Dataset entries
#####
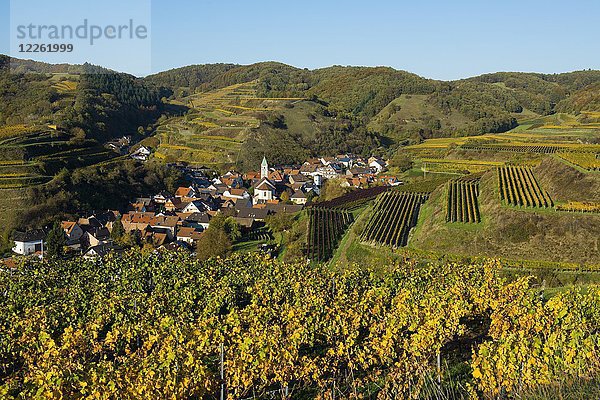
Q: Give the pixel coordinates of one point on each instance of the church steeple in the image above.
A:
(264, 169)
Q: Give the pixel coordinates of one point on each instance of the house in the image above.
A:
(237, 194)
(167, 223)
(99, 251)
(157, 237)
(329, 171)
(73, 232)
(264, 169)
(247, 224)
(377, 164)
(358, 171)
(264, 191)
(30, 242)
(197, 221)
(94, 236)
(299, 197)
(188, 235)
(185, 192)
(299, 178)
(162, 197)
(309, 168)
(284, 208)
(141, 154)
(327, 160)
(174, 204)
(196, 206)
(275, 176)
(258, 214)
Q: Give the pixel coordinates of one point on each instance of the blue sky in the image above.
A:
(436, 39)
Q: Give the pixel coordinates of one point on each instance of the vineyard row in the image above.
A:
(462, 204)
(518, 187)
(325, 228)
(394, 215)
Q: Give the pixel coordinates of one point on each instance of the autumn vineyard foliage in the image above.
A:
(151, 326)
(394, 215)
(325, 227)
(588, 161)
(463, 205)
(519, 187)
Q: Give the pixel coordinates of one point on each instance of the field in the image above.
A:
(30, 156)
(588, 161)
(394, 214)
(580, 207)
(457, 166)
(216, 126)
(325, 227)
(462, 204)
(518, 187)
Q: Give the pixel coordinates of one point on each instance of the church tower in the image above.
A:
(264, 169)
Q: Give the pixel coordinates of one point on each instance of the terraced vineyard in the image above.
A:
(579, 206)
(587, 160)
(219, 122)
(354, 199)
(325, 227)
(458, 166)
(394, 215)
(518, 187)
(533, 148)
(462, 204)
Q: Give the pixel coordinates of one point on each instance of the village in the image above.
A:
(178, 220)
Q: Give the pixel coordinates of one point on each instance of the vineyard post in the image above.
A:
(439, 363)
(222, 351)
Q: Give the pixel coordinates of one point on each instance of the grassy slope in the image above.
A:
(509, 232)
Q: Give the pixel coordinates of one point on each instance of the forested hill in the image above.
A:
(86, 100)
(393, 104)
(400, 104)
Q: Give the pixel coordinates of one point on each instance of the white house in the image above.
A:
(27, 243)
(141, 154)
(377, 164)
(299, 197)
(188, 235)
(264, 191)
(264, 169)
(73, 232)
(196, 206)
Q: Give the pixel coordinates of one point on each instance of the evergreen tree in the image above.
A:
(118, 230)
(56, 241)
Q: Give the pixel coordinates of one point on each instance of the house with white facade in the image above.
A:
(27, 243)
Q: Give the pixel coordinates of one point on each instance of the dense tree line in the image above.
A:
(153, 326)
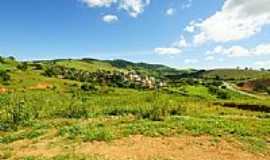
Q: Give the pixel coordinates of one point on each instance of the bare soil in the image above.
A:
(141, 148)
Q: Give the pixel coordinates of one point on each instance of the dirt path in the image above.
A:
(142, 148)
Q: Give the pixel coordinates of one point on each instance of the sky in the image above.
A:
(177, 33)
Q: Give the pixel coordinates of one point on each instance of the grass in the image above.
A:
(67, 113)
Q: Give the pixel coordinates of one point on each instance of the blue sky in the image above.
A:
(178, 33)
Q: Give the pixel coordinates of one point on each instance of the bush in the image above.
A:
(22, 66)
(17, 114)
(4, 76)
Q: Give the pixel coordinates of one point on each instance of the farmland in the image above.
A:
(93, 109)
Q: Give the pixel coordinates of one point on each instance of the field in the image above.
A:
(51, 110)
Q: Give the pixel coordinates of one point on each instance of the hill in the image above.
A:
(235, 74)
#####
**Task instructions**
Would you output the data above exactly as written, but with no images?

**Written reply**
Q: Give the pixel coordinates of one point on each instance of the church steeple in the image above.
A:
(264, 169)
Q: Give the pixel coordinates of one point on each instance of the house in the image above.
A:
(237, 194)
(167, 223)
(99, 251)
(157, 237)
(329, 171)
(73, 232)
(264, 169)
(247, 224)
(377, 164)
(358, 171)
(264, 191)
(30, 242)
(197, 221)
(94, 236)
(299, 197)
(188, 235)
(185, 192)
(299, 178)
(162, 197)
(309, 168)
(284, 208)
(141, 154)
(327, 160)
(174, 204)
(196, 206)
(275, 176)
(258, 214)
Q: Give the pixel coordinates of one point on each instance of the blue sky in the image above.
A:
(436, 39)
Q: Give the pixel coordinates of one point on each instance of the vineyard row in the image above.
A:
(462, 204)
(518, 187)
(325, 228)
(394, 215)
Q: Give the pixel coordinates of one point on each instance of the autumn vineyard foliage in the image above.
A:
(151, 326)
(394, 215)
(325, 227)
(588, 161)
(463, 205)
(519, 187)
Q: Give the pixel coordinates of one point on each instance of the field in the image above.
A:
(30, 156)
(588, 161)
(394, 214)
(580, 207)
(457, 166)
(216, 126)
(325, 227)
(462, 204)
(518, 187)
Q: Give the pixel coordinates of one point on each instance of the church tower in the image above.
A:
(264, 169)
Q: Give the pixel coordinates of one point on each instance of the terraced vineyard in the image above.
A:
(579, 206)
(587, 160)
(219, 122)
(354, 199)
(325, 227)
(458, 166)
(394, 215)
(518, 187)
(533, 148)
(462, 204)
Q: Give the pixel coordinates of one point on each instance of the village in the image above.
A:
(178, 220)
Q: Give the pixel coordinates of one point on each instance of the vineyard post in the image above.
A:
(439, 363)
(222, 351)
Q: Give the pixel coordinates of one point on each instance of the grassy slope in the image above.
A:
(509, 232)
Q: Give the pixel coordinates of one point on each instance of the forested hill in the image above.
A:
(86, 100)
(393, 104)
(400, 104)
Q: Give the pixel coordinates of one point on each instance of the white house in the image above.
A:
(27, 243)
(141, 154)
(377, 164)
(299, 197)
(188, 235)
(264, 191)
(264, 169)
(73, 232)
(196, 206)
Q: Give the pixel coordinates of one point on each instance of the evergreen tree in the image above.
A:
(118, 230)
(56, 241)
Q: Give the pixel coordinates of one point on each instance of the house with white facade in the image above.
A:
(27, 243)
Q: Give the pixel coordinates of one point on each instance of the dense tree line in the image above.
A:
(153, 326)
Q: Give the pixel coordinates of one point on each instance of the bare soil in the image above.
A:
(141, 148)
Q: Give the pixel coordinates of one point on each instance of the dirt path in the image above.
A:
(142, 148)
Q: Give the pixel coordinates of one point on each instance of the sky in the image above.
A:
(177, 33)
Q: Give the pixel coordinates of one point on each instance of the grass in the image above.
A:
(67, 113)
Q: Give the pixel coordinates of one point on each instance of the blue sky in the image above.
A:
(178, 33)
Q: Give the pixel coordinates of one point on each instance of the bush in the image above.
A:
(22, 66)
(17, 114)
(4, 76)
Q: Give the pixel coordinates of one point on each instance of the farmland in the image above.
A:
(93, 109)
Q: Give the pixel coordinates of one point on each instance of the field in the image above.
A:
(51, 110)
Q: Give the pixel coordinates of one point on each instance of the hill in the image above.
A:
(235, 74)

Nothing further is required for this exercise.